• _Set exercise_:
Nothing but the lines from the one containing "of the bare" through the last line should be written out, please, exactly as they stand.

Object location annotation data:
>>>>

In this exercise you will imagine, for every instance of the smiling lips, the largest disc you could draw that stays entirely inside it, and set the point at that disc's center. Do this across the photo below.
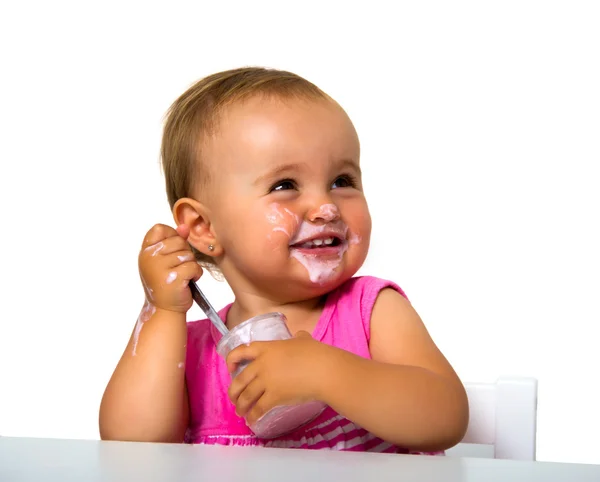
(328, 241)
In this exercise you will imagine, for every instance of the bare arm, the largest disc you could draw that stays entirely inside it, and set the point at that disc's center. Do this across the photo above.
(146, 399)
(408, 394)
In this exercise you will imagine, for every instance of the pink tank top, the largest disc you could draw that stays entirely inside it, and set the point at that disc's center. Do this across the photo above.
(344, 323)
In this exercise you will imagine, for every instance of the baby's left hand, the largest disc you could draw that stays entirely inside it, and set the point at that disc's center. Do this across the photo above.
(284, 372)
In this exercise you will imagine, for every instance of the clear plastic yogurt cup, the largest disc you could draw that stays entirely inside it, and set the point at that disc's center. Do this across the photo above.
(284, 418)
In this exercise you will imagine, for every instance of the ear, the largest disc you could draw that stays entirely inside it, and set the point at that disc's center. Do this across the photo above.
(196, 217)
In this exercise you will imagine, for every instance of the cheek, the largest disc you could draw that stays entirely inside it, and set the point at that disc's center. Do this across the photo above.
(359, 222)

<<<<

• _Full solution_:
In this exercise you will imagine, for every instance of the bare arm, the largest disc you could draw that stays entirely inside it, and set the point at that disc's center. Do this across the photo above.
(146, 399)
(408, 394)
In this exercise you will imagine, for every instance of the pink tank top, the largest disc you could draw that stays entirely inside it, and set the point at that disc's center. Do this across the photo above.
(344, 323)
In this exercise you will imagine, for every instance of the baby's left hand, the largest disc you could draw that stays entirely inside it, and set the point at that disc's center. Do this across the photo above.
(284, 372)
In this exercise you will imagine, for every instance of the clear plastic yogurt cup, the largest disc you could draw that stays entirely inside it, and set the point at that disc's center. Do this across the photo above.
(284, 418)
In this exercise you will imagine, for every instance of the ear, the largest disc you could draw that stays entirely inside it, and set the point at that disc's center. Do this across the photo above.
(196, 217)
In this exercise you will imagine, for every instance of the cheek, the largest disc you could draw that stays entirely inside it, and set the point at that disc's center. Do this across the photo above.
(359, 222)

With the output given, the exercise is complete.